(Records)
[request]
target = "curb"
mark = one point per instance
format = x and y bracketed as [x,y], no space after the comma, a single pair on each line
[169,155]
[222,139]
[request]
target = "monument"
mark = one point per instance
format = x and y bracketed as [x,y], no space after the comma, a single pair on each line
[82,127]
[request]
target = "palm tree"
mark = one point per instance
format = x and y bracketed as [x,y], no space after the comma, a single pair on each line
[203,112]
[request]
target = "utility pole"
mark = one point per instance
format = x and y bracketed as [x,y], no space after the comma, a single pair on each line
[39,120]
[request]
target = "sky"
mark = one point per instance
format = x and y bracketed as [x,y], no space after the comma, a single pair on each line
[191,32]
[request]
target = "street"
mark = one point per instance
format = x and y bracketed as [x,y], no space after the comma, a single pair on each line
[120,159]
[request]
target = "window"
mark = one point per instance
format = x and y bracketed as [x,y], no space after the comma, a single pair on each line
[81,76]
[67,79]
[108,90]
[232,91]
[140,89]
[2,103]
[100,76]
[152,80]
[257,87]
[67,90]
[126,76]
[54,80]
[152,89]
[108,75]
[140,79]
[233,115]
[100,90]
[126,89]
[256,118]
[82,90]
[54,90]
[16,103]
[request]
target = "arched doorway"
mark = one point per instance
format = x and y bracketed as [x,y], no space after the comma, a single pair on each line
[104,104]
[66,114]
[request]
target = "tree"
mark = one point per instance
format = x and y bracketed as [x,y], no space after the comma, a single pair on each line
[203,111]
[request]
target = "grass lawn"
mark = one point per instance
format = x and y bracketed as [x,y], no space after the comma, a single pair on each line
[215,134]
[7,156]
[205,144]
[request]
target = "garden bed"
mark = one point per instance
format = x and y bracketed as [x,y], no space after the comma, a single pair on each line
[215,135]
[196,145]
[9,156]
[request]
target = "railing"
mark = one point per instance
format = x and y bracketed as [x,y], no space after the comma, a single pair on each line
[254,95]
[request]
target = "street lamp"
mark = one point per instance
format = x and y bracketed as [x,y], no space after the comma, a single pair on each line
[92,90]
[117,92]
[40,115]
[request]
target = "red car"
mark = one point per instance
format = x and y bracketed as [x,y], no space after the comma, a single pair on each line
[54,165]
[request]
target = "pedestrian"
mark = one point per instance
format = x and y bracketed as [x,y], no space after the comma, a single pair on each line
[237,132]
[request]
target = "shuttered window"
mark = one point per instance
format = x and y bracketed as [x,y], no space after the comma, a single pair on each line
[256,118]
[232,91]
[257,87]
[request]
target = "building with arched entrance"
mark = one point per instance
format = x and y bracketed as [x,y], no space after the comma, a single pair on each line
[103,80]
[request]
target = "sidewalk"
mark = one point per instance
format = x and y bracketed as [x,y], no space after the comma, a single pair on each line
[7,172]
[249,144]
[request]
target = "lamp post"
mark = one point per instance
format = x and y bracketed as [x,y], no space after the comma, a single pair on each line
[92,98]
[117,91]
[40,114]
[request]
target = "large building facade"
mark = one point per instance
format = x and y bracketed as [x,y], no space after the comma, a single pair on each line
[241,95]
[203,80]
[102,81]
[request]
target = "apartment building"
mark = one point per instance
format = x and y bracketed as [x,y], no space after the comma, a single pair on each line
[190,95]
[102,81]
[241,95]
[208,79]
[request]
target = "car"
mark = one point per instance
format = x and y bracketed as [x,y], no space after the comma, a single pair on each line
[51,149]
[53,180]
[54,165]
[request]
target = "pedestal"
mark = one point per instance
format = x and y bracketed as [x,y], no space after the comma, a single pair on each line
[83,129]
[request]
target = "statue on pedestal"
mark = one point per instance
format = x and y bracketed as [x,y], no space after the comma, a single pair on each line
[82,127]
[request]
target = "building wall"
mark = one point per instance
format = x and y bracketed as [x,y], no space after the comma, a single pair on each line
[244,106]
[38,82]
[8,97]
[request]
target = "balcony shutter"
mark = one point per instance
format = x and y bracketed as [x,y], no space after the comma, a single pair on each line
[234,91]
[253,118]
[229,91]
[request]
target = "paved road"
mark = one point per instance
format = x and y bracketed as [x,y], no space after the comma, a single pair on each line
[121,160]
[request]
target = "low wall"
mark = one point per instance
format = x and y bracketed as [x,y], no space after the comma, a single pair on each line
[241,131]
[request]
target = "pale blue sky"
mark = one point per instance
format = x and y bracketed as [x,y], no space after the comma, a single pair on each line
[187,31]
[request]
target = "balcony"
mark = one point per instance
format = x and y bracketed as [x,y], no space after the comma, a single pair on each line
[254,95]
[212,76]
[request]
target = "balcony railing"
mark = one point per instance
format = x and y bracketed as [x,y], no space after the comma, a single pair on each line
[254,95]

Stated problem ▸
Copy all of the data. Keep every word exactly as it is.

Answer to this exercise ▸
[request]
target = "curb"
mark = one point per instance
format = x and y bracketed as [x,y], no space after the comma, a single pair on each line
[169,155]
[222,139]
[request]
target = "monument"
mark = one point per instance
format = x and y bracketed as [x,y], no space after the comma, a single pair on each line
[82,127]
[request]
target = "palm tree"
mark = one point per instance
format = x and y bracketed as [x,y], no space after the comma, a single pair on each line
[203,112]
[request]
target = "utility pole"
mark = one point per instance
format = x and y bracketed as [x,y], no space after the comma, a single pair on each line
[39,120]
[request]
target = "sky"
mark = one point per instance
format = x and y bracketed as [x,y], no space after the comma, a single pair on each line
[191,32]
[request]
target = "street"
mark = one point per instance
format = x and y bracketed as [x,y], no space after the comma, a single pair on each line
[120,159]
[request]
target = "window"
mark = one point per instance
format = x and y bracketed as [x,y], no space after the comma, a single pair on each line
[81,76]
[67,79]
[108,90]
[232,91]
[140,89]
[2,103]
[100,76]
[152,80]
[257,87]
[67,90]
[126,76]
[54,80]
[152,89]
[108,75]
[140,79]
[233,115]
[100,90]
[126,89]
[256,118]
[82,90]
[54,90]
[16,103]
[request]
target = "arched doorway"
mark = one point per instance
format = x and y bracketed as [x,y], no space after the comma, a single pair on each line
[104,104]
[66,114]
[request]
target = "tree"
mark = one point per instance
format = x and y bracketed as [x,y], no space after the comma, a single pair on each line
[203,111]
[request]
target = "grass lawn"
mark = one point per instance
format = x and y bracketed as [x,y], no space after the comma, a single pair on each line
[215,134]
[7,156]
[205,144]
[request]
target = "garden bed"
mark = one point per instance
format = x and y bracketed as [x,y], no space after the comma, a single pair on each line
[215,135]
[196,145]
[9,156]
[request]
target = "railing"
mark = one point per instance
format = x and y bracketed as [x,y], no space after the comma, a single pair on each line
[254,95]
[request]
target = "street lamp"
mark = one point per instance
format = x and y bracketed as [x,y], no space after the comma, a single pair on each line
[92,90]
[117,92]
[40,115]
[request]
target = "red car"
mark = one point per instance
format = x and y bracketed as [x,y], no space after the comma, a single pair on each line
[54,165]
[request]
target = "pedestrian"
mark = one point per instance
format = x and y bracketed as [x,y], no space after the comma, a single pair on each line
[237,132]
[request]
target = "shuttered window"
mark = one point per instance
format = x and y bracketed as [x,y], no space after the comma, a single pair on each line
[256,118]
[232,91]
[257,87]
[request]
target = "building with arched entrance"
mark = one point per instance
format = x and y bracketed as [x,y], no space after the comma, a single pair on each line
[103,80]
[request]
target = "sidewalk"
mark = one point per instance
format = x and y bracketed as [x,y], no space after the comma, a single pair on each line
[7,172]
[249,144]
[request]
target = "lamp post"
mark = one point per instance
format = x and y bracketed as [x,y], no space after the comma, a single pair on each line
[92,98]
[117,91]
[40,114]
[request]
target = "large building facade"
mark = one point per instance
format = x and y bracketed as [x,y], no space after the comma, a single pair on each line
[241,95]
[203,80]
[102,81]
[request]
target = "apartment building"
mark = one point per instance
format = x and y bracketed as [x,y], no space after the comma, a single pair on each line
[190,95]
[102,81]
[241,95]
[208,79]
[request]
target = "car"
mark = one point per instance
format = x and y bracketed as [x,y], no space after the comma, a single pair on each line
[51,149]
[53,180]
[54,165]
[request]
target = "pedestal"
mark = one point per instance
format = x and y bracketed as [x,y], no space after the comma, a single pair on each line
[83,129]
[request]
target = "statue on pedestal"
mark = one point per instance
format = x and y bracketed as [x,y], no space after the comma, a single pair on each line
[82,127]
[request]
target = "building wall"
mark = one point per instance
format = x and y bracketed as [x,y], no space after the comma, a single pair on each line
[244,106]
[38,82]
[8,97]
[request]
target = "balcony shutter"
mark = one point per instance
format = x and y bracketed as [x,y], no space after the comma, a single pair on each line
[234,91]
[253,118]
[229,91]
[request]
target = "paved road"
mark = one point per instance
format = x and y bracketed as [x,y], no space after the comma, a single pair on each line
[121,160]
[request]
target = "low wall"
mark = one point per instance
format = x and y bracketed as [x,y], no space after the comma, a single pair on each line
[241,131]
[request]
target = "pale blue sky"
mark = one point per instance
format = x and y bracketed as [x,y], no space after the comma, a single pair on each line
[187,31]
[request]
target = "balcony"
mark = one point per instance
format = x and y bracketed as [x,y], no space after the comma, a single pair on each line
[254,95]
[212,76]
[request]
target = "balcony railing"
mark = one point per instance
format = x and y bracketed as [x,y], no space after the comma, a single pair on each line
[254,95]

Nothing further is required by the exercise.